(ASSIGNED TASK) List every cephem whose in vitro activity was compared in the study described in the cefdinir abstract below.

(EXTRACT PROVIDED)
Cefdinir: an oral alternative to parenteral cephems.
Author(s): Chatterjee A, Moland ES, Thomson KS
Affiliation(s): Department of Pediatrics, Creighton University Medical Center, Omaha, NE 68131, USA. email@example.com
Publication date & source: 2005-04, Diagn Microbiol Infect Dis., 51(4):259-64.
Cost savings are possible if oral cephems of equivalent efficacy can be substituted for parenteral cephems. An in vitro study was performed to compare the activity of cefdinir, cefoxitin, cefazolin, ceftriaxone, ceftazidime, and cefepime against 243 clinical isolates of human pathogens. Activities were determined by National Committee for Clinical Laboratory Standards microbroth dilution methodology using an inoculum of approximately 5 x 10(5) CFU/mL. Cefdinir was the single or equally most potent agent against Streptococcus pyogenes, penicillin-susceptible Streptococcus pneumoniae, methicillin-susceptible Staphylococcus aureus, and Klebsiella pneumoniae isolates that produced a variety of beta-lactamase types. Cefdinir was less potent than ceftriaxone, ceftazidime, and cefepime against Haemophilus influenzae, but was 2- to 8-fold more potent than cefoxitin and 8- to 32-fold more potent than cefazolin. Cefdinir was slightly less potent than ceftazidime, against beta-lactamase-positive Moraxella catarrhalis. These data support clinical consideration of cefdinir as an alternative to parenteral cephems in infections where adequate tissue levels can be safely assured.

(Source records)
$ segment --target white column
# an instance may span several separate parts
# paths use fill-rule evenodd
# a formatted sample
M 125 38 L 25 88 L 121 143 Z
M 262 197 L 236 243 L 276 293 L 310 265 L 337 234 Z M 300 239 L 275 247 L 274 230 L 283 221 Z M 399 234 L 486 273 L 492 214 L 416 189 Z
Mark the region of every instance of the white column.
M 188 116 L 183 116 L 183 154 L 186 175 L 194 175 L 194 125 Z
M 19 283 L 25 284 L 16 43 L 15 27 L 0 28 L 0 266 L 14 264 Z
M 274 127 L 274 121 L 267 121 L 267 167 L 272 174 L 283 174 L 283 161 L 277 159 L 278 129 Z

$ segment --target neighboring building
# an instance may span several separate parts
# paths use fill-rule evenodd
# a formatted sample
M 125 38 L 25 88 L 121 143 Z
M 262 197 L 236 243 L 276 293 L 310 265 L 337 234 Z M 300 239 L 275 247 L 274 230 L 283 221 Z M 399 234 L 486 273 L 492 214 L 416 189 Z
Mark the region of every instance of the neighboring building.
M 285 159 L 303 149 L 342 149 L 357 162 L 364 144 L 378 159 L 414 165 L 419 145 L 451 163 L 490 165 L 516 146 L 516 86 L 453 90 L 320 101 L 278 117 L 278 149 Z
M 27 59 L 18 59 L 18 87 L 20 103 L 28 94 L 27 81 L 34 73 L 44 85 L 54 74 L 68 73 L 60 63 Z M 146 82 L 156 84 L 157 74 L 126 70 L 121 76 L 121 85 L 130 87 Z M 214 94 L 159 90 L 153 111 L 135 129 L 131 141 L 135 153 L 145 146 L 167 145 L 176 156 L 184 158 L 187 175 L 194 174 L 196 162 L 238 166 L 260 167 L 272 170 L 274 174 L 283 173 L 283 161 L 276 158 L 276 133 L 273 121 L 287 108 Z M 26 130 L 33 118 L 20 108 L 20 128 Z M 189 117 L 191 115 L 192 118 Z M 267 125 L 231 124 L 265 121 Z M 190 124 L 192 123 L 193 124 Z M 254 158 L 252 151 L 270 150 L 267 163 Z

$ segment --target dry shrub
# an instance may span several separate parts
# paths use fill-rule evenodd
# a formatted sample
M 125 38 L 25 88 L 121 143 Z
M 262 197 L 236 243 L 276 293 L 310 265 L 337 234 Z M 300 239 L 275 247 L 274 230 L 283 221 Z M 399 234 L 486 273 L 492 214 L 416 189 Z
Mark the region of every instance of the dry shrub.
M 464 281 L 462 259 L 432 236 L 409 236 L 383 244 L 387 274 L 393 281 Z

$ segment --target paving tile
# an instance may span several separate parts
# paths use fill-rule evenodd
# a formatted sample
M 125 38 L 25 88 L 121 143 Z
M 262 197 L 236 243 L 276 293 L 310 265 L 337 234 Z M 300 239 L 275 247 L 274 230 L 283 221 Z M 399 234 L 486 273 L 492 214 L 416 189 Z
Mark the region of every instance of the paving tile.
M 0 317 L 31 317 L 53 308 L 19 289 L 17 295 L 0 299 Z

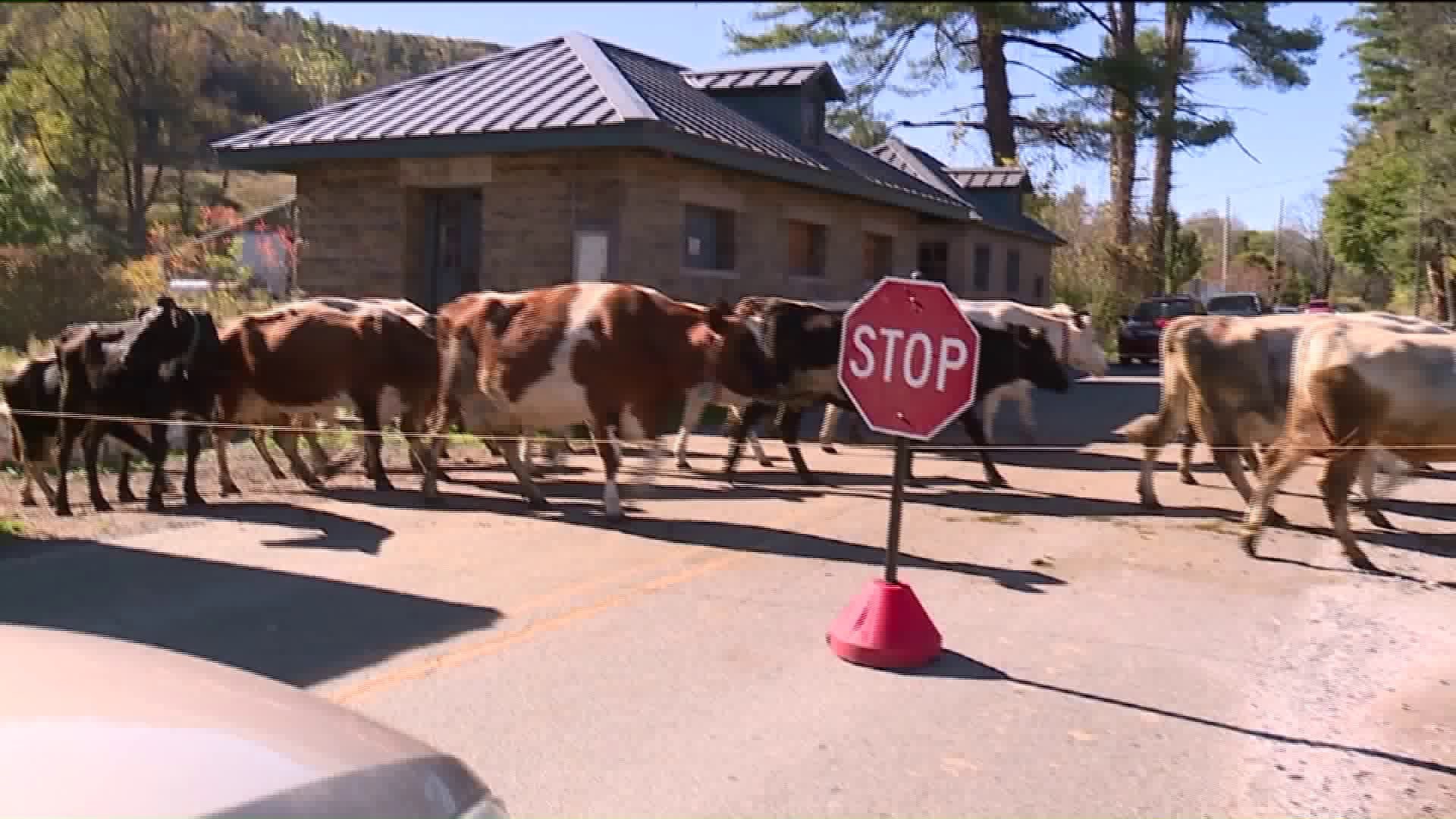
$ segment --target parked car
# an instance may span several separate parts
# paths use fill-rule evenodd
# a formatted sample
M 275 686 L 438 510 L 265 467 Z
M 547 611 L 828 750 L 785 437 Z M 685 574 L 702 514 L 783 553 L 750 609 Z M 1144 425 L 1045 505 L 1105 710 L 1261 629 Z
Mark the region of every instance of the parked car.
M 454 756 L 265 676 L 22 625 L 0 657 L 0 816 L 505 816 Z
M 1163 326 L 1178 316 L 1203 315 L 1203 302 L 1192 296 L 1158 296 L 1143 299 L 1130 315 L 1121 316 L 1117 329 L 1117 361 L 1158 361 Z
M 1206 309 L 1210 316 L 1261 316 L 1267 312 L 1258 293 L 1219 293 L 1208 297 Z

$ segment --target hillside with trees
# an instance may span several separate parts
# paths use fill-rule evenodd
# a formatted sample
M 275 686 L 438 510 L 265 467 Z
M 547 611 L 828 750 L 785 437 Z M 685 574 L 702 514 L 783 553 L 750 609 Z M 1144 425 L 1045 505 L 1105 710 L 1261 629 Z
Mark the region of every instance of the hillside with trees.
M 496 51 L 262 3 L 0 4 L 0 345 L 125 315 L 169 277 L 243 286 L 230 229 L 293 176 L 223 172 L 211 141 Z

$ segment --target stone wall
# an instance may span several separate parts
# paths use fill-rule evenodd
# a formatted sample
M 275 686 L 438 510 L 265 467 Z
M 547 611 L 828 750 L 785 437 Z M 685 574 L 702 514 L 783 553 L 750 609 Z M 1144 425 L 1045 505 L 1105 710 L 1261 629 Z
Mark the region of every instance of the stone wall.
M 1022 293 L 1034 302 L 1035 275 L 1050 275 L 1050 252 L 976 226 L 922 224 L 911 211 L 775 179 L 716 169 L 658 152 L 598 149 L 432 160 L 352 160 L 298 171 L 298 284 L 310 293 L 405 296 L 428 275 L 421 188 L 482 191 L 479 287 L 521 290 L 569 281 L 574 235 L 610 238 L 607 278 L 638 281 L 699 303 L 773 293 L 798 299 L 855 299 L 871 284 L 863 235 L 893 239 L 893 268 L 916 265 L 920 238 L 945 238 L 949 287 L 962 297 L 999 299 L 1005 249 L 1022 251 Z M 684 268 L 684 205 L 732 210 L 732 271 Z M 785 220 L 827 229 L 823 277 L 786 275 Z M 993 246 L 992 289 L 970 291 L 971 242 Z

(ANSWER TO THE PROBLEM) Cefdinir, cefoxitin, cefazolin, ceftriaxone, ceftazidime, cefepime